WHAT TO PRODUCE:
All of the records below should be retyped exactly, with no pictures included.

——————————

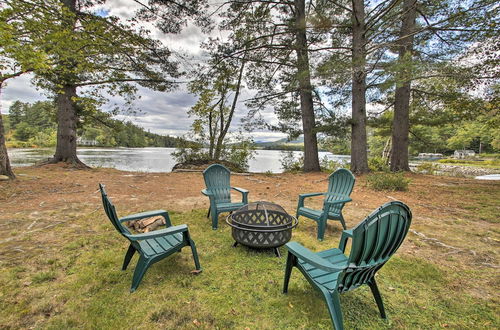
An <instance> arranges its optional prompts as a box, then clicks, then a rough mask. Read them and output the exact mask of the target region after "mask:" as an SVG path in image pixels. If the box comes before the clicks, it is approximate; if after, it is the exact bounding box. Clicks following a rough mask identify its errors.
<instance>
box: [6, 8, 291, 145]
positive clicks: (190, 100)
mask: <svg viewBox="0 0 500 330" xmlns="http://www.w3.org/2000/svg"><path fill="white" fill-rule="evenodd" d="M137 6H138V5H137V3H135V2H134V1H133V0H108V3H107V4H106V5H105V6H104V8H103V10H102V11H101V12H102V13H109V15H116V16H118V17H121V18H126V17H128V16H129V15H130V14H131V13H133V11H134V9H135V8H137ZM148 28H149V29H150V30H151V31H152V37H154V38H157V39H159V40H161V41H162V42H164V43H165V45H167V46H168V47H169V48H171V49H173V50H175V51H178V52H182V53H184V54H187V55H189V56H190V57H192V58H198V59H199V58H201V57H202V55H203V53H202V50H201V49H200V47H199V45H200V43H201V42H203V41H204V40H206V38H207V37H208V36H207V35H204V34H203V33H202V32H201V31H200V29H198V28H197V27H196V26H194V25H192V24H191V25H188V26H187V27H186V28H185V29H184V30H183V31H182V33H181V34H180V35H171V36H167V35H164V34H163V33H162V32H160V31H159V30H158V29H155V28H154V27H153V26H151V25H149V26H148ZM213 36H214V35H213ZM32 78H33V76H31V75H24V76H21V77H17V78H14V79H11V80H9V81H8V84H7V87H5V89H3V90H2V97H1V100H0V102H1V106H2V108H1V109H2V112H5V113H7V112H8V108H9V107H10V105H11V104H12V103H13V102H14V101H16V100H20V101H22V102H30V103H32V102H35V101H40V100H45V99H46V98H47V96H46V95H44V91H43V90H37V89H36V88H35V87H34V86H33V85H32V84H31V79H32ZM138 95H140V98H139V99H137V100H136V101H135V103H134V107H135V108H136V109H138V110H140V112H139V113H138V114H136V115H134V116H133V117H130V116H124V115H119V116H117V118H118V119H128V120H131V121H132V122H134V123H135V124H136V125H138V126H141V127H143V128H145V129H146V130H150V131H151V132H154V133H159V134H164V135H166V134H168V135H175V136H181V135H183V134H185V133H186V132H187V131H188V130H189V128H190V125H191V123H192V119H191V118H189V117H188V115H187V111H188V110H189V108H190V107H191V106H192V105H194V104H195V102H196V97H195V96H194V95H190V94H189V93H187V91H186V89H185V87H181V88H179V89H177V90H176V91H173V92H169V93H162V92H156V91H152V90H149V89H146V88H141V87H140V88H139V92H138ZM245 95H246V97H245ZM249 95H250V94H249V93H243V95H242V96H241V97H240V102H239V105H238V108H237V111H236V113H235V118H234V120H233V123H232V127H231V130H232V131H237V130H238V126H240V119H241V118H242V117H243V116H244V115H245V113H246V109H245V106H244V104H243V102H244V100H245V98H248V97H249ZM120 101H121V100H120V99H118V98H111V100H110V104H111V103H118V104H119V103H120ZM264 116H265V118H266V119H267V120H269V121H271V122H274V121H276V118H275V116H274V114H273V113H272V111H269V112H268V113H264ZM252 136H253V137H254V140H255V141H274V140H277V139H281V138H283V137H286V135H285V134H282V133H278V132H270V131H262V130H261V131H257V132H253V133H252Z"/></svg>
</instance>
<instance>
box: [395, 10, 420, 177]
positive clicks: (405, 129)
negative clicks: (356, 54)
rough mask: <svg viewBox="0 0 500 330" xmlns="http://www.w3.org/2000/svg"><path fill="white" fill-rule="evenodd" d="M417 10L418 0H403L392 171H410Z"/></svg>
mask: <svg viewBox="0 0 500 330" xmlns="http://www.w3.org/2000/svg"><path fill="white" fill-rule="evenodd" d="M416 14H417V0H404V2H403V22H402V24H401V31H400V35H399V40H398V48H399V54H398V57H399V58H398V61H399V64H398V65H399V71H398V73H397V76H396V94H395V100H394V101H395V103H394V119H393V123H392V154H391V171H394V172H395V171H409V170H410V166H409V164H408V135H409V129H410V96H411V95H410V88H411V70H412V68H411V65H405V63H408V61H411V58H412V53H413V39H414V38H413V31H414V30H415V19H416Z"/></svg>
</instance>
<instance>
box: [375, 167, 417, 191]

——————————

COMPLETED EXERCISE:
An <instance> arranges its optional prompts as a box, then clicks, then a rough mask. Read them and output the exact mask of the target region after "mask:" as an SVG path in image pixels. If the box comes before the clicks, it is approximate; if after, it is the exact bounding box. Clicks following a rough mask identify its errors.
<instance>
box: [6, 8, 291, 145]
positive clicks: (190, 100)
mask: <svg viewBox="0 0 500 330" xmlns="http://www.w3.org/2000/svg"><path fill="white" fill-rule="evenodd" d="M137 6H138V5H137V3H135V2H134V1H133V0H108V3H107V4H106V5H105V6H104V8H103V10H102V11H101V12H102V13H109V15H116V16H118V17H121V18H126V17H128V16H129V15H130V14H131V13H133V11H134V9H135V8H137ZM148 28H149V29H150V30H151V31H152V37H154V38H157V39H159V40H161V41H162V42H164V43H165V45H167V46H168V47H169V48H171V49H173V50H175V51H178V52H182V53H184V54H187V55H189V56H190V57H192V58H198V59H199V58H201V57H202V55H203V53H202V50H201V49H200V47H199V45H200V43H201V42H203V41H204V40H206V38H207V37H208V36H207V35H204V34H203V33H202V32H201V31H200V29H198V28H197V27H196V26H194V25H192V24H191V25H188V26H187V27H186V28H185V29H184V30H183V31H182V33H181V34H180V35H171V36H167V35H164V34H163V33H162V32H160V31H159V30H158V29H155V28H154V27H153V26H151V25H149V26H148ZM213 36H214V35H213ZM32 78H33V76H31V75H24V76H21V77H17V78H14V79H11V80H9V81H8V84H7V87H5V89H3V90H2V97H1V100H0V102H1V106H2V108H1V109H2V112H5V113H7V112H8V108H9V107H10V105H11V104H12V103H13V102H14V101H16V100H20V101H22V102H30V103H32V102H35V101H40V100H45V99H46V98H47V96H46V95H44V91H43V90H37V89H36V88H35V87H34V86H33V85H32V84H31V79H32ZM138 95H140V98H139V99H137V100H136V101H135V103H134V107H135V108H136V109H138V110H140V112H139V113H138V114H136V115H134V116H133V117H130V116H124V115H119V116H117V118H118V119H128V120H131V121H132V122H134V123H135V124H136V125H138V126H141V127H143V128H145V129H146V130H150V131H151V132H154V133H159V134H164V135H166V134H168V135H175V136H181V135H183V134H185V133H186V132H187V131H188V130H189V128H190V125H191V123H192V119H191V118H189V117H188V115H187V111H188V110H189V108H190V107H191V106H192V105H194V104H195V102H196V97H195V96H194V95H190V94H189V93H187V91H186V89H185V87H181V88H179V89H177V90H176V91H173V92H169V93H162V92H156V91H152V90H149V89H146V88H141V87H140V88H139V92H138ZM245 95H246V97H245ZM249 95H250V94H249V93H243V95H242V96H241V97H240V102H239V105H238V108H237V111H236V113H235V118H234V120H233V123H232V127H231V130H232V131H237V130H238V126H240V119H241V118H242V117H243V116H244V115H245V113H246V109H245V106H244V104H243V102H244V100H245V98H248V97H249ZM120 101H121V100H120V99H118V98H111V100H110V104H111V103H118V104H119V103H120ZM264 116H265V118H266V119H267V120H269V121H271V122H274V121H276V118H275V116H274V114H273V113H272V111H269V112H268V113H264ZM252 136H253V137H254V140H255V141H274V140H277V139H281V138H283V137H286V135H285V134H282V133H278V132H270V131H262V130H261V131H257V132H253V133H252Z"/></svg>
</instance>
<instance>
box: [395, 10, 420, 177]
positive clicks: (405, 129)
negative clicks: (356, 54)
rough mask: <svg viewBox="0 0 500 330" xmlns="http://www.w3.org/2000/svg"><path fill="white" fill-rule="evenodd" d="M417 10L418 0H403L392 171H410Z"/></svg>
mask: <svg viewBox="0 0 500 330" xmlns="http://www.w3.org/2000/svg"><path fill="white" fill-rule="evenodd" d="M416 14H417V0H404V2H403V22H402V24H401V31H400V35H399V40H398V48H399V54H398V57H399V58H398V61H399V64H398V65H399V71H398V73H397V76H396V94H395V100H394V101H395V103H394V119H393V123H392V154H391V171H394V172H395V171H409V170H410V166H409V164H408V135H409V129H410V96H411V95H410V88H411V70H412V68H411V65H405V63H408V61H411V58H412V53H413V39H414V38H413V31H414V30H415V19H416Z"/></svg>
</instance>
<instance>
box: [375, 167, 417, 191]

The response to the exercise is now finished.